Given task:
Please count the lines in the listing below that contain the string "cloud" with matching case, and reply with only that number.

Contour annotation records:

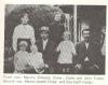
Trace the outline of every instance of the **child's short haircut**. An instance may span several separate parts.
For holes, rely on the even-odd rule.
[[[36,51],[38,51],[37,45],[31,45],[31,46],[30,46],[30,49],[32,49],[32,48],[36,49]]]

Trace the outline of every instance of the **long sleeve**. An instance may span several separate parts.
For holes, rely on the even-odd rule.
[[[77,54],[77,53],[76,53],[76,48],[75,48],[75,45],[73,45],[72,43],[71,43],[71,46],[72,46],[72,47],[71,47],[71,48],[72,48],[72,54],[76,55],[76,54]]]
[[[15,52],[17,51],[17,38],[18,38],[18,31],[17,31],[17,27],[15,27],[13,32],[13,49]]]

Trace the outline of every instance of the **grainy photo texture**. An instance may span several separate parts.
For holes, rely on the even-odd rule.
[[[106,5],[6,4],[4,73],[105,74]]]

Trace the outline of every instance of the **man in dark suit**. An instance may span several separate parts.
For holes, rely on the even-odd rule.
[[[99,69],[102,67],[100,46],[99,44],[90,40],[90,29],[83,29],[82,36],[84,40],[76,45],[76,68],[78,68],[78,73],[97,74],[99,73]]]
[[[53,73],[55,63],[55,44],[49,39],[49,27],[41,27],[41,40],[39,40],[36,44],[38,46],[38,51],[42,53],[45,66],[49,67],[49,70],[46,70],[45,73]]]

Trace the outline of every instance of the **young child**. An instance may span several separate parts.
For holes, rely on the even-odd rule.
[[[24,73],[27,66],[27,57],[29,54],[26,52],[28,43],[26,41],[19,42],[19,51],[14,55],[14,73]]]
[[[37,45],[30,46],[31,53],[29,53],[28,65],[31,66],[37,73],[44,72],[44,62],[42,59],[42,54],[38,52]]]
[[[57,63],[58,68],[62,70],[63,73],[69,72],[73,60],[72,57],[76,55],[76,48],[73,43],[70,41],[70,32],[65,31],[63,33],[63,39],[58,46],[57,46],[57,52],[59,52]]]

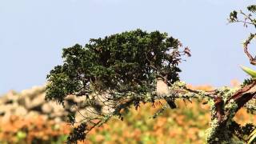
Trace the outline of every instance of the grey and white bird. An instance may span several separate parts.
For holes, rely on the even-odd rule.
[[[177,107],[174,100],[170,97],[170,90],[168,87],[167,83],[161,77],[157,78],[156,89],[157,94],[160,97],[163,97],[171,109],[174,109]]]

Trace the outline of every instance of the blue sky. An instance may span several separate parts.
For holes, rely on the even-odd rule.
[[[194,85],[229,85],[248,77],[242,41],[254,29],[227,24],[252,0],[0,0],[0,94],[46,82],[62,49],[137,28],[181,40],[192,57],[181,67]],[[252,67],[252,66],[250,66]]]

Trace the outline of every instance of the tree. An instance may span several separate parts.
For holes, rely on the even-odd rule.
[[[252,14],[241,11],[245,17],[242,22],[256,26],[256,20],[252,18],[256,6],[250,6],[248,10]],[[230,14],[230,22],[241,22],[237,14],[236,11]],[[255,34],[251,34],[246,40],[245,50],[254,37]],[[55,66],[47,75],[46,99],[55,100],[65,107],[66,98],[75,95],[82,98],[83,105],[88,107],[81,122],[77,122],[70,111],[70,122],[80,125],[74,128],[68,142],[85,139],[93,128],[113,116],[122,119],[121,111],[128,110],[130,106],[138,108],[141,102],[154,104],[165,99],[167,104],[162,110],[168,104],[175,108],[174,102],[177,98],[205,99],[211,106],[207,142],[232,143],[235,139],[234,135],[235,141],[248,141],[250,138],[246,135],[250,135],[255,126],[241,126],[233,118],[242,107],[255,112],[256,82],[247,79],[239,90],[227,87],[212,91],[190,90],[178,76],[181,72],[178,65],[185,56],[190,56],[188,47],[183,47],[178,39],[159,31],[147,33],[136,30],[90,39],[85,46],[76,44],[63,49],[63,65]],[[256,60],[248,57],[252,64],[256,64]],[[156,93],[157,78],[168,86],[170,91],[165,93],[168,95]],[[157,117],[162,110],[153,117]]]

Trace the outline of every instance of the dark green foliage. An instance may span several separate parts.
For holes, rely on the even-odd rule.
[[[181,57],[190,56],[188,48],[180,50],[181,47],[181,42],[166,33],[136,30],[90,39],[85,46],[76,44],[63,49],[63,65],[47,75],[46,98],[65,106],[67,95],[83,96],[94,110],[82,115],[84,121],[70,133],[69,142],[84,139],[91,128],[113,115],[122,119],[121,110],[131,105],[137,109],[145,99],[154,102],[157,76],[169,84],[178,81]],[[99,97],[104,99],[103,105],[97,102]],[[113,110],[104,113],[103,106]],[[69,120],[76,122],[74,113]]]
[[[85,131],[86,130],[86,124],[81,123],[78,127],[74,128],[71,134],[67,138],[67,143],[77,143],[77,141],[82,141],[86,138]]]
[[[173,83],[181,71],[180,46],[166,33],[137,30],[64,49],[64,64],[47,76],[46,98],[62,103],[68,94],[102,90],[146,94],[154,88],[156,74]]]

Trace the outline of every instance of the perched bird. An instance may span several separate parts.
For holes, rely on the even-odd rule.
[[[170,96],[170,91],[169,90],[168,85],[166,82],[163,81],[162,78],[158,77],[157,78],[157,94],[161,97],[164,97],[165,100],[168,103],[169,106],[171,109],[176,108],[176,105],[174,100],[166,96]]]

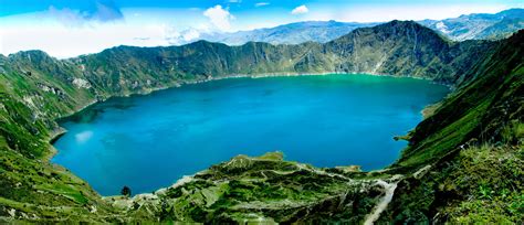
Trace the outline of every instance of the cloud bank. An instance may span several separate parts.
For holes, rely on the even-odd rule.
[[[67,26],[82,26],[91,21],[109,22],[124,19],[120,9],[109,0],[98,0],[93,9],[84,11],[51,6],[48,13]]]
[[[302,4],[302,6],[300,6],[300,7],[295,8],[295,9],[293,9],[293,10],[291,11],[291,14],[305,14],[305,13],[307,13],[308,11],[310,11],[310,10],[307,9],[307,7],[304,6],[304,4]]]
[[[218,30],[231,30],[231,20],[233,20],[234,17],[227,9],[223,9],[222,6],[217,4],[207,9],[203,15],[207,17]]]

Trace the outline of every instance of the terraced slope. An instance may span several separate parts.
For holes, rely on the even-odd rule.
[[[197,42],[63,61],[39,51],[0,56],[1,219],[517,222],[523,38],[521,31],[499,42],[449,42],[415,22],[392,21],[326,44]],[[384,171],[318,169],[277,153],[237,157],[155,194],[102,199],[48,162],[49,140],[61,131],[55,119],[111,96],[235,75],[323,72],[410,75],[458,89]]]

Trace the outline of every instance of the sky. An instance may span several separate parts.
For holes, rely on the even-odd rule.
[[[165,46],[202,33],[300,21],[441,20],[524,8],[523,0],[0,0],[0,54],[65,58],[117,45]]]

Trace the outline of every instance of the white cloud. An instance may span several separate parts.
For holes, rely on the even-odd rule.
[[[111,2],[105,4],[96,2],[95,10],[91,11],[72,10],[70,8],[57,9],[51,6],[46,13],[67,26],[82,26],[91,21],[108,22],[124,19],[120,9]]]
[[[207,9],[203,15],[206,15],[218,30],[231,30],[231,20],[233,20],[234,17],[229,13],[228,10],[223,9],[222,6],[217,4]]]
[[[265,7],[265,6],[268,6],[268,4],[270,4],[270,2],[258,2],[258,3],[255,3],[254,6],[255,6],[255,7]]]
[[[307,9],[306,6],[302,4],[295,9],[293,9],[293,11],[291,11],[291,14],[304,14],[304,13],[307,13],[310,10]]]
[[[175,45],[186,44],[186,43],[198,40],[198,38],[200,38],[202,32],[206,32],[206,31],[198,30],[198,29],[188,29],[181,32],[177,32],[172,30],[169,32],[169,36],[167,36],[166,40],[168,41],[169,44],[175,44]]]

Result:
2